Debate Games from a safe distance. Or, I might have to come out to my parents as an immigrant.

Oh it’s debate time again. I’m watching from the 651st money swallowing constituency of the UK- Europe.
This free movement of people lark is fabulous. I come over here, get a job, buy toilet paper and pay into their economy and sod off before I get old and ill and drain their health services to the bone. Oh my God that’s barely English, I should probably just sod off now.
And my parents are so proud. I’m not sure why it’s different if EU citizens come to the UK and do the same, but Farage assures us that it is, and my parents, made ever insular by life on two islands (UK and the Village), buy into his rhetoric of blame. They don’t stop to think that I’m doing exactly the same, and that they are proud of me. I try to alert them them to this fact by nice, simple, short emails with detailed footnotes but I don’t think it’s getting through and they’ve stopped answering my calls in the run up to the election.

- _SUPPLIED ENTRIES_
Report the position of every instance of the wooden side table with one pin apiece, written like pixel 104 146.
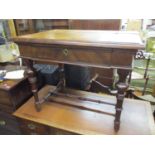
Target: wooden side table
pixel 13 93
pixel 55 118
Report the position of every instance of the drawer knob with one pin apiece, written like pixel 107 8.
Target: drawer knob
pixel 65 51
pixel 31 126
pixel 2 123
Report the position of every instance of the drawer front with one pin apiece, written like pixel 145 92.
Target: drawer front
pixel 9 123
pixel 32 128
pixel 68 55
pixel 4 97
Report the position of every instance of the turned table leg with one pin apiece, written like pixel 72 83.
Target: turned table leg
pixel 62 75
pixel 33 81
pixel 121 87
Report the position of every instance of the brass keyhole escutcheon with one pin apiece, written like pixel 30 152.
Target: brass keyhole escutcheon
pixel 2 123
pixel 65 51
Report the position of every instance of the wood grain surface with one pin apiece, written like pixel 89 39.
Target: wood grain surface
pixel 136 115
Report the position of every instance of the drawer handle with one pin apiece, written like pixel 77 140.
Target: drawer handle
pixel 31 126
pixel 2 123
pixel 65 51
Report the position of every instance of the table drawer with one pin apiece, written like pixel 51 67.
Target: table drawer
pixel 9 123
pixel 68 55
pixel 7 108
pixel 32 128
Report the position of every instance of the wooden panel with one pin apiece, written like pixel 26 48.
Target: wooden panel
pixel 84 38
pixel 16 92
pixel 136 115
pixel 8 122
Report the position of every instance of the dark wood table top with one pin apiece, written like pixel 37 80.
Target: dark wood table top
pixel 97 38
pixel 136 116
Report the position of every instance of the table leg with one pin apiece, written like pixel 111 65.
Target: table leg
pixel 33 81
pixel 121 87
pixel 62 75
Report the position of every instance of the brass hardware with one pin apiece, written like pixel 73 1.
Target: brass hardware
pixel 65 51
pixel 33 133
pixel 31 126
pixel 2 123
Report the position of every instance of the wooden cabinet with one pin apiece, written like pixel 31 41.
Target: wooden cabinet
pixel 32 128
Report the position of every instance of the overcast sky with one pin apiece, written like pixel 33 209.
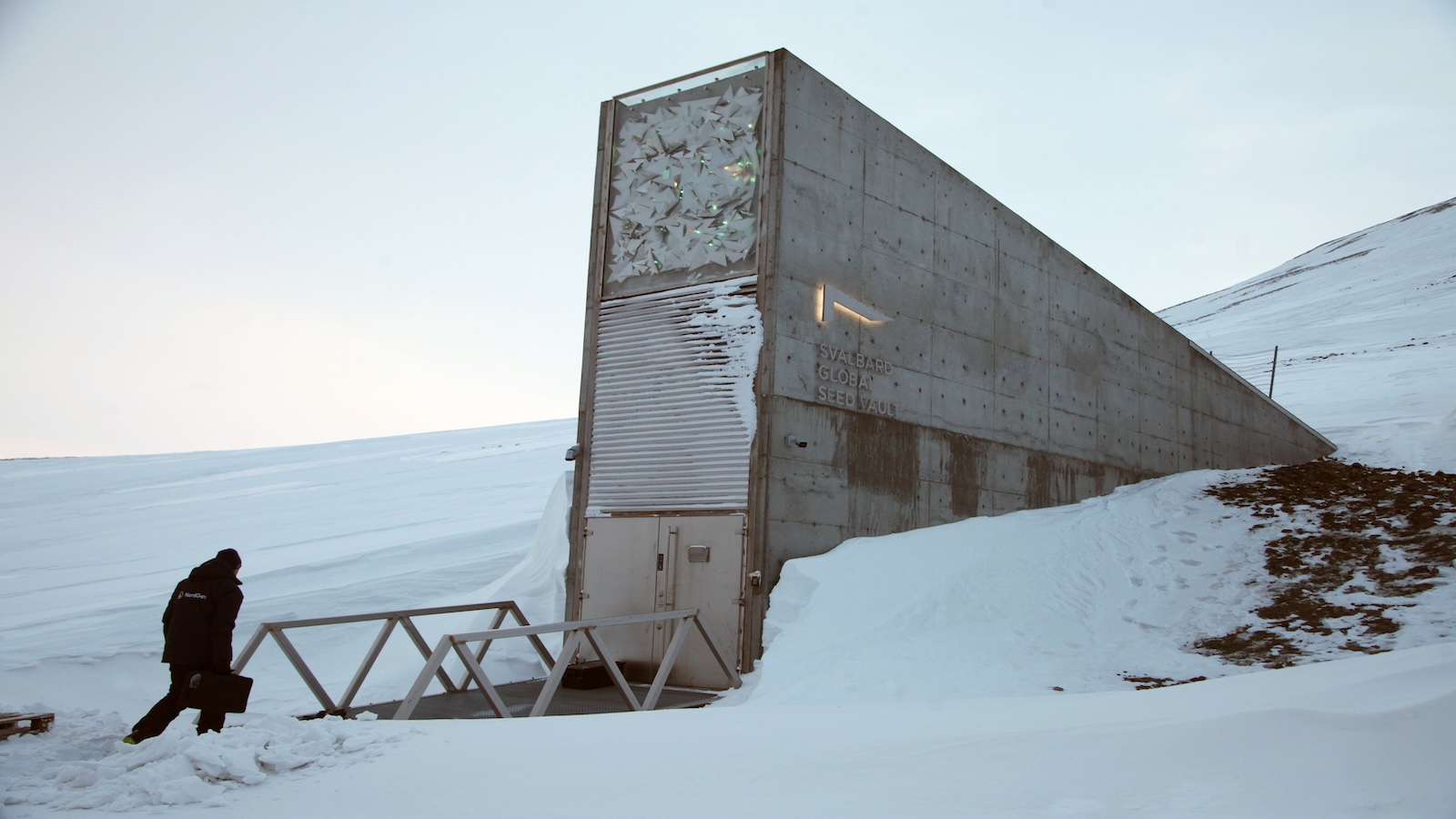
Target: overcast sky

- _SET TASKS_
a - In the post about the election debates, what is the stretch from "Oh it’s debate" through "sod off now."? Quote it word for word.
b - In the post about the election debates, what does the writer use to try to alert the parents to the fact that the writer is doing the same as EU citizens in the UK?
c - Do these statements agree with the post about the election debates? Answer yes or no for each, quoting the words of the post that decide it.
(i) The writer's parents have stopped answering the writer's calls.
(ii) The writer intends to stay abroad into old age.
(iii) The parents' insularity is linked to life on two islands.

- _RESULTS OF THE EXERCISE_
a -
Oh it’s debate time again. I’m watching from the 651st money swallowing constituency of the UK- Europe.
This free movement of people lark is fabulous. I come over here, get a job, buy toilet paper and pay into their economy and sod off before I get old and ill and drain their health services to the bone. Oh my God that’s barely English, I should probably just sod off now.

b - Nice, simple, short emails with detailed footnotes.

c -
(i) Yes: "they’ve stopped answering my calls in the run up to the election"
(ii) No: "sod off before I get old and ill"
(iii) Yes: "made ever insular by life on two islands (UK and the Village)"